**SET TASK 1:** Return every line of the listing that contains the word "black". Case counts.

**TEXT SEGMENT:**

Canada was in a curious position. British statesmen were clearly tired of her. Bright suggested annexation with the United States; Gladstone favored ceding Canada to the Republic as a sop. The United States, on the other hand, was truculent in its attitude to its small neighbor. The story of the attempts to seduce and then coerce Canada as a fourteenth colony after the Revolution is too little known. That invasion failed. But in 1812 the Republic again “pulled a gun” on her neighbor.
Then came the Civil War. There was no official misunderstanding between the governments. But people in the north believed that Canada—and Britain—sympathized with the south. Canada was threatened with the abolition of the transit system. The reciprocity treaty was about to be revoked. A passport system was instituted which was almost equivalent to a prohibition of intercourse. Many Irish enlisted in the northern armies on the assurance—according to the late Sir Richard Cartwright—that after the war they would be permitted to invade Canada. In fact, Sumner was outspoken in his desire to use the armies of the Republic, and its navy, at the close of the war to invade and conquer Canada as an indemnity for the Alabama. He doubtless felt that war on another nation would help to unify his own. This country had to keep 30,000 men under arms to repel the Fenian raid, while the United States authorities were,
to say the least, supine, and disarmed the Fenians only after they had been expelled from Canadian soil. Congress at one time actually passed a bill providing for the admission of the provinces to the Union on very favorable terms, as four new states. Poaching fishermen from the States helped to further embitter Canadians.
This persistent policy of irritating and provoking this country was a strong factor in shaping her decisions.
There is the best evidence of that, and not from British or Canadian sources.

[Dataset entries]
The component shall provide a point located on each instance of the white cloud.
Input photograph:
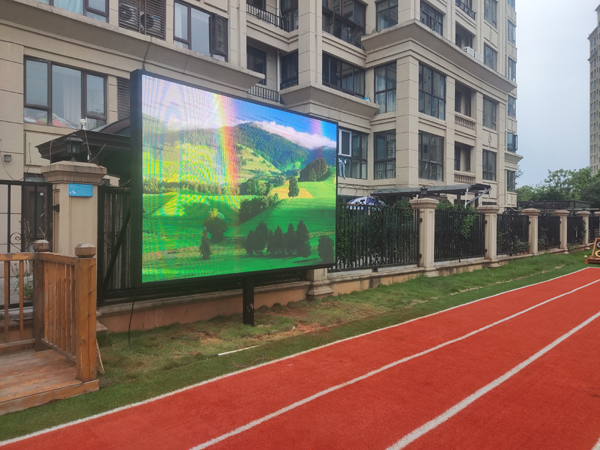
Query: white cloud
(306, 140)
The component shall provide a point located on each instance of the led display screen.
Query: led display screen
(230, 186)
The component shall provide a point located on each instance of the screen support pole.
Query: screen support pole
(248, 299)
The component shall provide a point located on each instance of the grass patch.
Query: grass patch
(169, 358)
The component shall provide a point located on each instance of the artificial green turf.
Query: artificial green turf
(164, 371)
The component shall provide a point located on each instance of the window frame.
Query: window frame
(386, 160)
(387, 67)
(423, 94)
(213, 23)
(49, 107)
(486, 162)
(429, 161)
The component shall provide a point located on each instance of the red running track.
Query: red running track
(317, 401)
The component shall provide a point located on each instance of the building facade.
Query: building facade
(424, 91)
(594, 39)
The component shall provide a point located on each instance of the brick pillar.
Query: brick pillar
(491, 232)
(533, 229)
(75, 217)
(563, 214)
(586, 221)
(426, 208)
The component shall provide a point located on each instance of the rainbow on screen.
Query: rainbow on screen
(231, 186)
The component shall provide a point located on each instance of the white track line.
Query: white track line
(295, 405)
(416, 434)
(212, 380)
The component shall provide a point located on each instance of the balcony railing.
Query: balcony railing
(467, 9)
(267, 94)
(470, 124)
(268, 17)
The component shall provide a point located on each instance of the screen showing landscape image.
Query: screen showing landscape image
(232, 187)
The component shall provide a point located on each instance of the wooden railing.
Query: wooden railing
(64, 305)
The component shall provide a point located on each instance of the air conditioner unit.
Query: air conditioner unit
(150, 23)
(128, 15)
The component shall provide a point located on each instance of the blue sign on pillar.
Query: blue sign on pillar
(81, 190)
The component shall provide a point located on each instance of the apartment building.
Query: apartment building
(424, 91)
(594, 39)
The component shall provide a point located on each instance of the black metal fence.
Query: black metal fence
(369, 237)
(548, 232)
(594, 229)
(513, 234)
(575, 230)
(459, 235)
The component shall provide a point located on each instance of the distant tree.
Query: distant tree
(205, 246)
(325, 249)
(302, 237)
(289, 240)
(294, 190)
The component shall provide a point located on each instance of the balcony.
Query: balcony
(467, 9)
(264, 93)
(268, 17)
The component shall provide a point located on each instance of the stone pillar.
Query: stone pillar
(320, 286)
(585, 215)
(75, 217)
(563, 214)
(533, 229)
(491, 232)
(426, 208)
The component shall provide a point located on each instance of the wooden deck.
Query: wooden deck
(30, 378)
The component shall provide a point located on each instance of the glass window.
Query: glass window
(489, 165)
(431, 157)
(387, 14)
(353, 154)
(490, 57)
(343, 76)
(490, 12)
(432, 92)
(62, 96)
(385, 155)
(432, 18)
(385, 88)
(489, 114)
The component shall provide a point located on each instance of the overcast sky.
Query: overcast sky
(553, 78)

**SET TASK 2:** Condense the paragraph of the passage on Canada's history that begins "Canada was in a curious position" into a short bulleted list that keeps its main facts.

**EXERCISE SOLUTION 1:**
The component shall provide a point located on each instance of the black metal fence.
Query: black metal fence

**EXERCISE SOLUTION 2:**
- Canada was in a curious position.
- British statesmen were tired of her. Bright suggested annexation with the United States, and Gladstone favored ceding Canada to the Republic as a sop.
- The United States was truculent toward its small neighbor.
- After the Revolution, the United States tried to seduce and then coerce Canada as a fourteenth colony. That story is too little known, and the invasion failed.
- In 1812 the Republic again "pulled a gun" on Canada.